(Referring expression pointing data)
______
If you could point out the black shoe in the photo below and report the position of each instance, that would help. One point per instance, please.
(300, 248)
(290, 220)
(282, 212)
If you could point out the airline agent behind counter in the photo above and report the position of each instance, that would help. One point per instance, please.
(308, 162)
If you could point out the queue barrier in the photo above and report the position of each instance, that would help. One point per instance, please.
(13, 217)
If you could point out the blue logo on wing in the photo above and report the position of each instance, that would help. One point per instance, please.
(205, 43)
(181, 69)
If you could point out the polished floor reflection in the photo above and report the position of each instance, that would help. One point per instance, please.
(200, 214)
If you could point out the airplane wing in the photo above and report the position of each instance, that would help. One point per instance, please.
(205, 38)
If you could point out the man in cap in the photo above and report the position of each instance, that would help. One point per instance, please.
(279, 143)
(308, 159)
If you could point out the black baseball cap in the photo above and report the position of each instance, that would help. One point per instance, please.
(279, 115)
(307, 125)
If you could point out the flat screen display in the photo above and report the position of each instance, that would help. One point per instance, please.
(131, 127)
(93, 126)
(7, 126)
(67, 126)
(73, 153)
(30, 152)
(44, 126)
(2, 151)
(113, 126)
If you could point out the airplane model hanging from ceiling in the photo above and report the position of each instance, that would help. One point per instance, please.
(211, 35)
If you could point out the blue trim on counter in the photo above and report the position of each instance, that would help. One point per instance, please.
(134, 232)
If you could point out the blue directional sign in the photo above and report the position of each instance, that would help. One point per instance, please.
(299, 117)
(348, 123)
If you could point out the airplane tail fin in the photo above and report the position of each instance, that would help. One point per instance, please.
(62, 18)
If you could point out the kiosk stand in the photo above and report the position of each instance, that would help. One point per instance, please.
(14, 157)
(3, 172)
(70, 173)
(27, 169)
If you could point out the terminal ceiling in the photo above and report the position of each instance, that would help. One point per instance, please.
______
- ABOUT THIS EXERCISE: Could every entry be given again exactly, with no line skipped?

- RESPONSE BELOW:
If you could point out the black shoe in the photo below and report the position of each instance, that would help. One point per instance, please.
(300, 248)
(290, 220)
(282, 212)
If you could point out the airline agent behind counter in the photo above and report the position of each instance, that would help. One point per instance, please.
(308, 162)
If you could point out the queue barrier in the photo above and report the position of each instance, that would help. One point per instance, please.
(13, 217)
If you could point out the blue logo on wing in the photo above and report the position of each instance, that would help. One point per instance, please.
(205, 43)
(181, 69)
If you could point out the polished floor reflection in the photo above and report the position of each instance, that would help. One point per instance, please.
(200, 214)
If you could point out the airplane wing in the photo above and report the position of each instance, that would help. One point per instance, please.
(205, 38)
If you could point out the man in cap in the photo above and report the position of each instance, that would help. One point per instance, please.
(279, 143)
(308, 159)
If you could point out the black baseball cap in the photo above and report the position of each instance, that would help. One point per instance, please.
(279, 115)
(307, 125)
If you could point out the flat screen display in the photo above and report the position of each instance, that would help. One point per instance, please.
(131, 127)
(93, 126)
(7, 126)
(67, 126)
(73, 153)
(30, 152)
(44, 126)
(2, 151)
(113, 126)
If you could point out the airplane model hanging from ceiling in the photo above and report the position of each instance, that would help. One point per instance, please.
(211, 35)
If you could point out the blue trim on counter in the photo above and report the position of each instance, that would help. One point per instance, please.
(134, 232)
If you could point out the blue directional sign in the photo above and report the position of each instance, that would help. One point per instance, please.
(299, 117)
(348, 123)
If you could point out the airplane tail fin in the photo above and report the position of each instance, that would help. One point per instance, please.
(62, 18)
If you could point out the kiosk stand in the photo above and report the position of each instance, that would help. One point per instance, please.
(14, 157)
(3, 172)
(70, 173)
(27, 169)
If you could point out the terminal ceiling in the photo above and report the position of each instance, that would help. One point per instance, please.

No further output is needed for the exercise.